▶ [Problem details]: Don't copy the pictures; return every other part of the records exactly.

Data items:
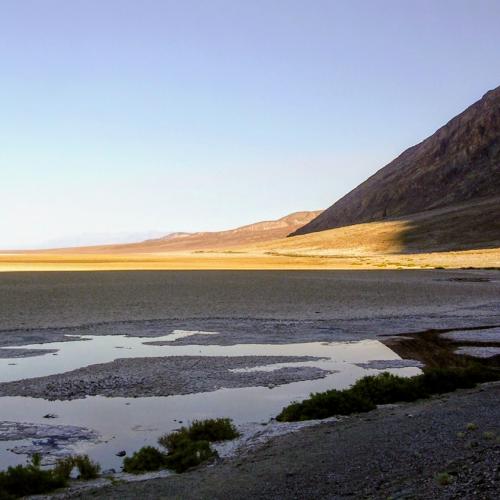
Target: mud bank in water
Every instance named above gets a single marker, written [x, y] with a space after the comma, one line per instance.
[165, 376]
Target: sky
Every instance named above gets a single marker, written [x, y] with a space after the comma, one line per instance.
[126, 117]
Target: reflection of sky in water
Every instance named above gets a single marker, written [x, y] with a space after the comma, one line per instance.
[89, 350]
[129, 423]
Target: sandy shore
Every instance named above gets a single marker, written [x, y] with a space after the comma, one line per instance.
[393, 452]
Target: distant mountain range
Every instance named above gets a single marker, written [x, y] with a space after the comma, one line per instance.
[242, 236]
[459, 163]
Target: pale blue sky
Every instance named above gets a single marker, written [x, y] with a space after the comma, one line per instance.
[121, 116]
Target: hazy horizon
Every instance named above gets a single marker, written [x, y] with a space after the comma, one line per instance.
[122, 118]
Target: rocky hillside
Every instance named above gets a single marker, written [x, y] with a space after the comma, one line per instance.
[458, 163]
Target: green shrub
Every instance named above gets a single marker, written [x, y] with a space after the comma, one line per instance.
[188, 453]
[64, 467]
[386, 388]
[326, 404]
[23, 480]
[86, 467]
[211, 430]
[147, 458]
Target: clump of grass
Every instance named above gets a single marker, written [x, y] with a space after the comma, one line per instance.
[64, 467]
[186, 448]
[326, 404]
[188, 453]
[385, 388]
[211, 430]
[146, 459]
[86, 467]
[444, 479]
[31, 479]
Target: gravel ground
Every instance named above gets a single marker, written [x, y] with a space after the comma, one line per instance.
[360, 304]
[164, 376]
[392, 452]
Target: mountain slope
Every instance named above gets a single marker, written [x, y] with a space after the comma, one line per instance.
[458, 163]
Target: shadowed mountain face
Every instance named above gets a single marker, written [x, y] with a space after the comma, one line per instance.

▶ [Output for this exercise]:
Target: mud bank in water
Every instance named above gets a single marker, written [x, y] with a space after the comma, one line per instance.
[165, 376]
Target: sky
Every instance named above gets a single marker, written [x, y] with a space after the comma, one line per instance.
[126, 117]
Target: reflection of sky in water
Every instance named above gets a single marker, written [x, y] with a space after the comma, one line per instance.
[89, 350]
[129, 423]
Target: sandy shore
Every instance named above gets a single marker, written [x, y] with a space after the comma, one line per instance.
[393, 452]
Target: distant mountain range
Every instance named above gets a single marker, written [x, y] with a space after the comma, one line per instance.
[242, 236]
[459, 163]
Target: pale blue sky
Every instance named above gets a single marker, written [x, y] with a space after the comma, one line per instance.
[121, 116]
Target: hazy horizon
Every instance named above gets a single marker, written [x, y] with a space after the comma, one line per instance.
[122, 118]
Target: rocky hillside
Every instance named above gets a single marker, written [x, y] with a space after the comma, one line per instance.
[458, 163]
Target: green shrub
Every instance named above gets a single marker, written [x, y] with a space after the comma, one line per instance.
[188, 453]
[64, 467]
[386, 388]
[326, 404]
[23, 480]
[86, 467]
[211, 430]
[147, 458]
Target: clump of grass
Every instance named above gets a single marker, written [x, y] with a space after the comma, one line per instance.
[64, 467]
[186, 448]
[326, 404]
[188, 453]
[385, 388]
[211, 430]
[146, 459]
[86, 467]
[444, 479]
[31, 479]
Target: gravel ground
Every instance named above gets a single marker, written [x, y] with a space after the comma, one line per instance.
[360, 304]
[164, 376]
[392, 452]
Target: mountain slope
Every instance named above gets a single marker, written [x, y] with a space after the comma, one line per instance.
[458, 163]
Target: shadowed mountain face
Every instance named above gets a single marker, written [x, y] with a space after the comma, one line per instance.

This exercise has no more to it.